Entries from an annotation dataset:
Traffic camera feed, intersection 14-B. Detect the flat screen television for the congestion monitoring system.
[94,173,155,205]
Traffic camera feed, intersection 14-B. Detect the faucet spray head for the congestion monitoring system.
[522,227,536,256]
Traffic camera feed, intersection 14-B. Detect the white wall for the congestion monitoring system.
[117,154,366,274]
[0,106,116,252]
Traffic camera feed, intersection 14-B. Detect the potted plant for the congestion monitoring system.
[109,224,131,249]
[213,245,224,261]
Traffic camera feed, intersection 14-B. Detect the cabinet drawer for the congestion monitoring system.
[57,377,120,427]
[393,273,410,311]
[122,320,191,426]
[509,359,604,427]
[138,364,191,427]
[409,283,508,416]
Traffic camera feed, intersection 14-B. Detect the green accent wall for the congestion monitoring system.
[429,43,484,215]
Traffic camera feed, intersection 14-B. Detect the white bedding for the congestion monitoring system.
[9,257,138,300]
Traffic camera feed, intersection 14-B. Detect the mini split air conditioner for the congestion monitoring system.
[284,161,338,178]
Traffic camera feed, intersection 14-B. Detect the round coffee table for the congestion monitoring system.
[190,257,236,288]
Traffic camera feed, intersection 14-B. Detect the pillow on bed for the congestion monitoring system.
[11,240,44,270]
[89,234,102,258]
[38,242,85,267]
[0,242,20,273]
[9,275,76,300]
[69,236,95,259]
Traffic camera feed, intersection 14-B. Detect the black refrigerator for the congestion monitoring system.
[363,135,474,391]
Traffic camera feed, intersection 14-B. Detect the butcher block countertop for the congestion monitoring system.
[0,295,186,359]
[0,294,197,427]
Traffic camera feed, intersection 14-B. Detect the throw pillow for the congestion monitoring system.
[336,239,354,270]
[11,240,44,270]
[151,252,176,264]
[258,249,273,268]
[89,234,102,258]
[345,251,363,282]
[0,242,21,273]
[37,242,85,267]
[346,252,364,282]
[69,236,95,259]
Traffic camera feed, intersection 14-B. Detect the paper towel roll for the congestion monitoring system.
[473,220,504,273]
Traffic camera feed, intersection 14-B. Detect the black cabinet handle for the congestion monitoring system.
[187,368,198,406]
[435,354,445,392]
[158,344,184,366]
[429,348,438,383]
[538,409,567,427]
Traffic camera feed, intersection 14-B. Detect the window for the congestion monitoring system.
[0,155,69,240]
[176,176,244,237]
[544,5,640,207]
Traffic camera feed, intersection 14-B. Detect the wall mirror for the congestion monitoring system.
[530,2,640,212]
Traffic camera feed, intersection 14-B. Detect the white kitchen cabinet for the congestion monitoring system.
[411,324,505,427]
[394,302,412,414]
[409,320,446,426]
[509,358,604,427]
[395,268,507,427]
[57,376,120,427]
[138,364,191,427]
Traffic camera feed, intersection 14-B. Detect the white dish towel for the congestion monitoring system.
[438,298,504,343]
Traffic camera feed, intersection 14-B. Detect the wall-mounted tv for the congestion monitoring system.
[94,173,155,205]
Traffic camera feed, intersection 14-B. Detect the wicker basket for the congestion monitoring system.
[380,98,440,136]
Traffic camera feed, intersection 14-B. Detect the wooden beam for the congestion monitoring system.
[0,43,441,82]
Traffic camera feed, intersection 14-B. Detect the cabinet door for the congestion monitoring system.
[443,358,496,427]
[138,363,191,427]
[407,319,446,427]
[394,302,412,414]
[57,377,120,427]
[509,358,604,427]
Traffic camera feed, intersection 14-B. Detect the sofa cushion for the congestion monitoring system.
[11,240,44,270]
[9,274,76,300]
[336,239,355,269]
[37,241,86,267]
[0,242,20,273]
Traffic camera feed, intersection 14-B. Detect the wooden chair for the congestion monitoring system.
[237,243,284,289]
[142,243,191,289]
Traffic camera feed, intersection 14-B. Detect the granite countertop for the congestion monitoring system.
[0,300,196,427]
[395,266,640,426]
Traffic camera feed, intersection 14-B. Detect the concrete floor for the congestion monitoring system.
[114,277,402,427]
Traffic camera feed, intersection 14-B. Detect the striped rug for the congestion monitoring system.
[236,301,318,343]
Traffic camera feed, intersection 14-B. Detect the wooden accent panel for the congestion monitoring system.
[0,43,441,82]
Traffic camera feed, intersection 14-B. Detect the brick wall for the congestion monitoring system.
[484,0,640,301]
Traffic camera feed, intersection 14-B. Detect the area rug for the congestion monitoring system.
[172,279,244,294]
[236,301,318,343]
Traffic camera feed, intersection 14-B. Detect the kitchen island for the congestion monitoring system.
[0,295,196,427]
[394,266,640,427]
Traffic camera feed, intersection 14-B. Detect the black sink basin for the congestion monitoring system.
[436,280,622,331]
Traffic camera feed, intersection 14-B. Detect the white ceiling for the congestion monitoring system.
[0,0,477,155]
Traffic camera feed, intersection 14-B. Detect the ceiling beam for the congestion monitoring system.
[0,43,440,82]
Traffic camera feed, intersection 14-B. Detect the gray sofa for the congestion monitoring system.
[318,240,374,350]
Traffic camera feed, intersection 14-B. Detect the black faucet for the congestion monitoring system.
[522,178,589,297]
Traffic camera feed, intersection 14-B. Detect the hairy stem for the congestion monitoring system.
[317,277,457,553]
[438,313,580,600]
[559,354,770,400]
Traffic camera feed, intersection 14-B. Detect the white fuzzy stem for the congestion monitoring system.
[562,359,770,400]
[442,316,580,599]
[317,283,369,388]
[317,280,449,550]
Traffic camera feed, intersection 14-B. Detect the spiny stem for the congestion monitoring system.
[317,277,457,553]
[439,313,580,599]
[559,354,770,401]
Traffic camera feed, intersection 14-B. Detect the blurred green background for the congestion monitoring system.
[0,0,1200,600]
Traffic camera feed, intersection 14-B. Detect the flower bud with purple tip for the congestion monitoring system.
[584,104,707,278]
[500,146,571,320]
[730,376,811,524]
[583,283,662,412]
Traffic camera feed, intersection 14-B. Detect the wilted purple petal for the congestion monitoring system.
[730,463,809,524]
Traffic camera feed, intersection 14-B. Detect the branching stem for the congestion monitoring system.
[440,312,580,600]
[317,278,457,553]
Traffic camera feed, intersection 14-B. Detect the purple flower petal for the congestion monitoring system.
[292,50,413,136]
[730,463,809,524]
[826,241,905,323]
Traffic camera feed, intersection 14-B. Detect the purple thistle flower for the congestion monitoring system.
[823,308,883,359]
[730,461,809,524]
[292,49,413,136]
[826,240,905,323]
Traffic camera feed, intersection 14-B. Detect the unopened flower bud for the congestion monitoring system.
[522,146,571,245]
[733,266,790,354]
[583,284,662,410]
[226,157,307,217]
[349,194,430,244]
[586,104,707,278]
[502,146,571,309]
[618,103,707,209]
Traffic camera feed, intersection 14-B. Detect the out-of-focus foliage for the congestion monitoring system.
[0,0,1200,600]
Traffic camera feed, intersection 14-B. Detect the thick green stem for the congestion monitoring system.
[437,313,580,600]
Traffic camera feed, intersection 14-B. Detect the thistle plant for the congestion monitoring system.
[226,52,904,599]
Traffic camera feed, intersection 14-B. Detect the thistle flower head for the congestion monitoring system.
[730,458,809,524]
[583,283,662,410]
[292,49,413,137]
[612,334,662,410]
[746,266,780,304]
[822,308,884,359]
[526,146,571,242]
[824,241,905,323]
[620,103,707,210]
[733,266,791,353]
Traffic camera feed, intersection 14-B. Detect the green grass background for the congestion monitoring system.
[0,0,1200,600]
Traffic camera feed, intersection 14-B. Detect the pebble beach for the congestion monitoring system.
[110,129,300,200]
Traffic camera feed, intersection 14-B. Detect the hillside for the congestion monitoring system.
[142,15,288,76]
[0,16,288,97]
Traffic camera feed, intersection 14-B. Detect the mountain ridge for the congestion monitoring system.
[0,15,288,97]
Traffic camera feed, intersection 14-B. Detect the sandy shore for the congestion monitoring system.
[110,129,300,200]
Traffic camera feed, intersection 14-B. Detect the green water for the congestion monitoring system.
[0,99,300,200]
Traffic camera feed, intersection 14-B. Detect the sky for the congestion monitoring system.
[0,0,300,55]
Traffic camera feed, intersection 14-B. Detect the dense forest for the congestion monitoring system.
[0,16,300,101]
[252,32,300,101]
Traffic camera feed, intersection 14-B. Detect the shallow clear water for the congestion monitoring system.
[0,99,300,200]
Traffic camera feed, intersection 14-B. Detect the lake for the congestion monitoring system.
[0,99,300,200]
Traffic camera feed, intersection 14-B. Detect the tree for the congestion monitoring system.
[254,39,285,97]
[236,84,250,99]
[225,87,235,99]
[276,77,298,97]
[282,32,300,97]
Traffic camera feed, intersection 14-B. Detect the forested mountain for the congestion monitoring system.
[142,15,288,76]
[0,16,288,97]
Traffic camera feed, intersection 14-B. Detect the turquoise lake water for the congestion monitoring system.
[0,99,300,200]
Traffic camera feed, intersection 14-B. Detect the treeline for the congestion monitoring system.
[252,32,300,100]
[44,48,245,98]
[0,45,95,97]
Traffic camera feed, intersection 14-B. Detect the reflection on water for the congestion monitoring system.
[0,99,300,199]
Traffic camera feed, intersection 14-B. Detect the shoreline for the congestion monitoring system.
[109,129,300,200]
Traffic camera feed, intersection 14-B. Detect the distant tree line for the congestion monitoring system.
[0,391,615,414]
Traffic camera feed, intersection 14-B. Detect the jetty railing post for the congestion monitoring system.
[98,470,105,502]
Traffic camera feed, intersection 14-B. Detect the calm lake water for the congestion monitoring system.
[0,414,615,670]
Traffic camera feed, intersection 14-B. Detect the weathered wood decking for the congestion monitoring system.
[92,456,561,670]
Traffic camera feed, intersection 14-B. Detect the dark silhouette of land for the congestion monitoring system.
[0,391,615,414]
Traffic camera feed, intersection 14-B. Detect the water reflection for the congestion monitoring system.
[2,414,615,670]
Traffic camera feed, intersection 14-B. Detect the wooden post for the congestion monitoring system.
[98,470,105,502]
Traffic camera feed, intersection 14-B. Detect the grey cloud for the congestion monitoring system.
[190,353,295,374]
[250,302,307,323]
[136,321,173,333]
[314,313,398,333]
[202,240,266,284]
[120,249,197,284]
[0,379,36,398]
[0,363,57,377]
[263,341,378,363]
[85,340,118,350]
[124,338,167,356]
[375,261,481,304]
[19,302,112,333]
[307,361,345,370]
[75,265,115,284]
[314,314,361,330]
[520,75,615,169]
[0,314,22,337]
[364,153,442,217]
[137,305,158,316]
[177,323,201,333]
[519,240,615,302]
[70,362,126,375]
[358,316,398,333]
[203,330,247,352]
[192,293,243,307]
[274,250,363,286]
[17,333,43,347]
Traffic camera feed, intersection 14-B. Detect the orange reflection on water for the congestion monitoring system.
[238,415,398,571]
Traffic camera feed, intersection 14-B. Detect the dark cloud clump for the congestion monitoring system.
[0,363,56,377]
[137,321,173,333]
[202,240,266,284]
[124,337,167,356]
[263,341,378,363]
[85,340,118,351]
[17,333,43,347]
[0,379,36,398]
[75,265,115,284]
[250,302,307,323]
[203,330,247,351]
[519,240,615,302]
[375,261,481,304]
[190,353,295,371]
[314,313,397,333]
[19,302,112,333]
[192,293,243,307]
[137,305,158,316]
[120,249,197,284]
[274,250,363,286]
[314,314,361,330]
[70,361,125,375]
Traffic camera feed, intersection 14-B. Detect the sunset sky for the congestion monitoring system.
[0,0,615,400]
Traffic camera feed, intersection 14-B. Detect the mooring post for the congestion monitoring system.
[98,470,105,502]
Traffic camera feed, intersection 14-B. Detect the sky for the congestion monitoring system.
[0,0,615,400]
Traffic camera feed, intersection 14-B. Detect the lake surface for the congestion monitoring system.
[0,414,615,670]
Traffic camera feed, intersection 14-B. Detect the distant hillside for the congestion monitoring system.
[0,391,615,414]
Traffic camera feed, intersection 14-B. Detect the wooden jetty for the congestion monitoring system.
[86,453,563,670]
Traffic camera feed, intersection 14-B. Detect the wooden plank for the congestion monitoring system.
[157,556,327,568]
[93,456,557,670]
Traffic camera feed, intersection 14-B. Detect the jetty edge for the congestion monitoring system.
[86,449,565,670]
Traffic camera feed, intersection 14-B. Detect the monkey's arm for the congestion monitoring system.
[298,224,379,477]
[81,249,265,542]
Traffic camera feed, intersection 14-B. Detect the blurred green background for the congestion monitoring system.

**Directive**
Repeat the lines of the listing verbatim, starting at the line containing "flower head for the congestion monitoring system." and ending at the line containing "[733,266,791,353]".

**Exercise answer**
Traffic camera feed, intersection 14-B. Detect the thistle flower head for the congestion monitoring system.
[730,458,809,524]
[583,283,662,410]
[292,49,413,137]
[612,334,662,410]
[746,266,780,304]
[822,308,884,359]
[526,146,571,242]
[824,241,905,323]
[620,103,707,210]
[733,266,791,353]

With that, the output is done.